**Aim of the task**
Give back, unchanged, each line from the one containing "of the mountain?" through the last line of the entries below.

**Listed entries**
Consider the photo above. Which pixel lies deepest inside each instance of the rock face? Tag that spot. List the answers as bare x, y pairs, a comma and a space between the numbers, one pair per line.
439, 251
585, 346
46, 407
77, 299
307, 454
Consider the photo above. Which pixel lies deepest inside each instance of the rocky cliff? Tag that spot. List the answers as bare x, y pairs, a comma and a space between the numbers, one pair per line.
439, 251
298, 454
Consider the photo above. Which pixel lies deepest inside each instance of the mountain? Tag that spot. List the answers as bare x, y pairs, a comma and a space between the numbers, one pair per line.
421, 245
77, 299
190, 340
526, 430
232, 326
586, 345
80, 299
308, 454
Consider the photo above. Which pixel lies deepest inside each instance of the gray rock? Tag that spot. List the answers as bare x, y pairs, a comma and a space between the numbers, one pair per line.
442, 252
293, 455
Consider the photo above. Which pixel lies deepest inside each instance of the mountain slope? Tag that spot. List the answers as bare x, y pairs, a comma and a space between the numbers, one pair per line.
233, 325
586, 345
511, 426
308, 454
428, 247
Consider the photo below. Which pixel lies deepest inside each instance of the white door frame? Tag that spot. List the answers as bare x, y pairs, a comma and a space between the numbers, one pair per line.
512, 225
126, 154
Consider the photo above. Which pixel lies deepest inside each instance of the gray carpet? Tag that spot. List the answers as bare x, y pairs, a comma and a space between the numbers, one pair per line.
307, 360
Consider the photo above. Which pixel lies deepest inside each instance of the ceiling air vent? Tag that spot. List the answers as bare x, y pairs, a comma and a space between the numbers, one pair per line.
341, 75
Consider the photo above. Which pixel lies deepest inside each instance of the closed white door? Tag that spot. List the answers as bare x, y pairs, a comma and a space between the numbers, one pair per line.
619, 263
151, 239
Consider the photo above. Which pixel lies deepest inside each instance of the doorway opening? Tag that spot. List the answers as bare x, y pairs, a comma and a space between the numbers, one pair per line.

**Solution below**
Consider the photo above. Which pixel lies deepest inside each instance of the mountain? Tag that spot. List the answers as bare x, y pairs, a comma and a space between the numbers, one pair per line.
421, 245
77, 299
190, 340
526, 430
232, 326
586, 345
80, 299
308, 454
Consider the photo above. Which pixel lies deepest inside each instance of the gray rock? Tag that spot. List the answers as bare x, y pairs, a comma and a space between the numbers, one pair per line.
442, 252
293, 455
Consider the photo above. Which pixel lies deepest inside each instance of the mountain slope? Tag that spot. List the answers as bare x, y pairs, a comma and a space between the numbers, one pair per line.
233, 325
586, 345
511, 426
308, 454
428, 247
Consider the photo below. Which pixel lies deepest inside each instance of the white door frame? Tag that spot. List the answers as bare x, y pairs, a comma and a space between the numbers, one pair per line.
512, 225
126, 154
Consider the photo above. Which pixel lies deepest inside each instance of the gray carpet? Tag that spot. List the answers as bare x, y pairs, a comma and a space between the numbers, one pair per line.
307, 360
Consider the photo above. Which pixel lies deepest inside each instance of the ceiling air vent? Tag that spot. List the answers as bare x, y pairs, a comma and a space between the numbers, one pair per line.
341, 75
Consider the photo above. Which pixel lies deepest inside each instance of the closed white door? Tag that spot. List the answers as bare x, y pairs, a comma and a space between the numbers, one pair per line.
619, 263
151, 239
Consider the photo above. Which pixel lies deepest inside each instance of the doorway opening? Tag that spot. List the answers as bare x, y pairs, a comma and a space between the numbers, one pair per line.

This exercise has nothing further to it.